Why Black Women Are Finally Breaking Up with Perfectionism

When was the last time you felt at ease while being knee-deep in the persona or pursuit of perfection? Take a moment to pause and consider some of the most recent instances that you’ve aimed to do, or get something perfect. Now reflect on if it actually worked out for your greater good. If my hunch is right, the honest answer to that question is no, rarely has the intention of perfection, actually resulted in it. In full transparency, I’ve been there more than I would like to admit, and the quality of my life has suffered greatly because of it. Actually, the majority of my adult life has been consumed with the  unconscious habit of requiring perfection in all areas. 

Perfectionism is seen as the refusal to accept any standard short of perfection; it is the constant strive for flawlessness, accompanied by critical self-evaluations and concerns regarding others’ evaluations. In short and simply put, it is the never ending, exhausting cycle of being without satisfaction and striving for what is unattainable — which is no healthy way to live.

The act of striving for perfection is a plague that exists as the common pitfall of many, but more specifically, Black women. As I consider the why of this tendency, I cannot help but to think of it a generational tradition, despite the fact that it has rarely afforded any of us the opportunity or space to simply be.

> Aim 1
Quote the essay on perfectionism between "Perfectionism is seen" and "way to live.", inclusive.
> Aim 2
Extend the essay on perfectionism by writing what comes next after its final sentence.

> Given data
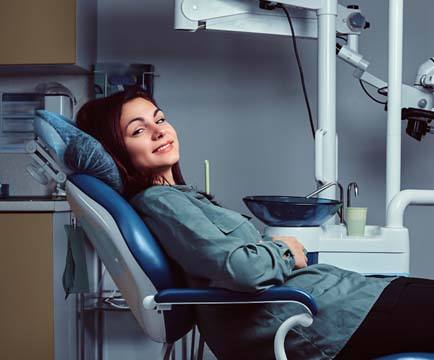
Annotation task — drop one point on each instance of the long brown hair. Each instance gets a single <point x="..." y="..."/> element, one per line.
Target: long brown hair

* * *

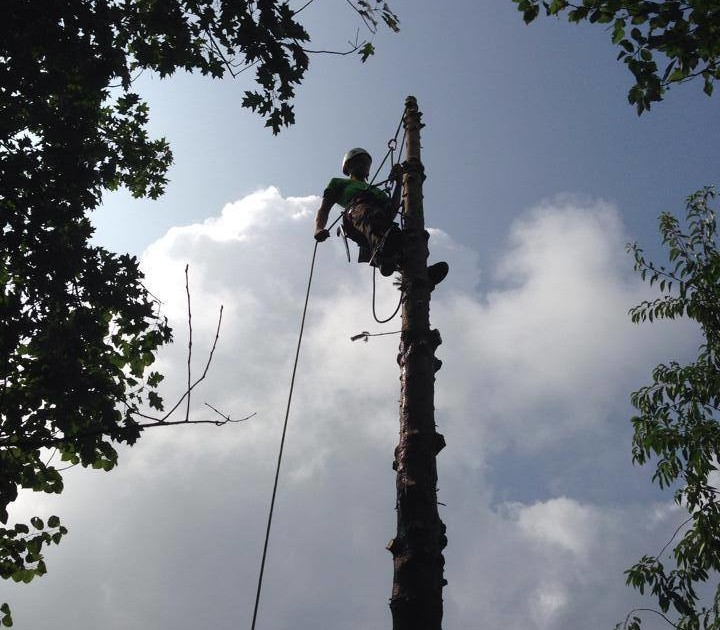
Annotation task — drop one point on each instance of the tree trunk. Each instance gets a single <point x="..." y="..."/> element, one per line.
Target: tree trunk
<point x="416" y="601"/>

---

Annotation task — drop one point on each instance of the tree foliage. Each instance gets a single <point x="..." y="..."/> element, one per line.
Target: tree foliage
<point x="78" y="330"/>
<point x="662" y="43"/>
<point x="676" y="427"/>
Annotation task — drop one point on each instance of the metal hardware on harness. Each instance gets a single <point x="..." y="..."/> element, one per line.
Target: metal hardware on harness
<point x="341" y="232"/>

> Answer 1
Perfectionism is seen as the refusal to accept any standard short of perfection; it is the constant strive for flawlessness, accompanied by critical self-evaluations and concerns regarding others’ evaluations. In short and simply put, it is the never ending, exhausting cycle of being without satisfaction and striving for what is unattainable — which is no healthy way to live.

> Answer 2
When it dawned on me how this practice was negatively impacting my life, I then understood that if I wanted to live an enjoyable life, the cycle of seeking perfection had to be abandoned. There was and is no viable room for the seeking of perfection and quality of life, at least not for me. Truthfully, I believe (and hopefully you will too) that life is more enjoyable for everyone without the pressure perfection causes.

 

Consider Perfectionism as a Tradition Worth Abandoning

As Black women, the belief that working harder and more efficiently just to get a fraction of what the next non-Black or non-woman will receive has been embedded into us. It is a hard truth we have always had to be aware of. And though we are often not openly regarded as such, we are the thread that binds and holds our families and selves together. We’re consistently taught that responsibility and excellence are the unforgiving standard and expectation for us. We see the strive for perfection as not just a guarantee to acquire success but as our sole option.

Over and over again, we have witnessed the fixation of perfection play out for women both in our immediate families or communities. Whether they’ve appeared to obtain success or not, we continue to follow in their footsteps, because it’s all we’ve ever witnessed and known as a way to navigate life as Black women. However, just because this tradition is all we’ve ever known, it does not mean we cannot re-structure that which has proven detrimental to our overall quality of living: mentally, physically, spirituality, and so on. With anything that does not serve us, we have to realize the opportunity to abandon traditions that no longer serve our greater good.

 

Take Back your Power from Perfection

When you consider all of the ways that you’ve leaned on perfection as a goal or motivator, how often has it poured back into you what you’ve poured into it? We do ourselves such a disservice when we give to anything or anyone that does not provide space to grow, or be satisfied with anything.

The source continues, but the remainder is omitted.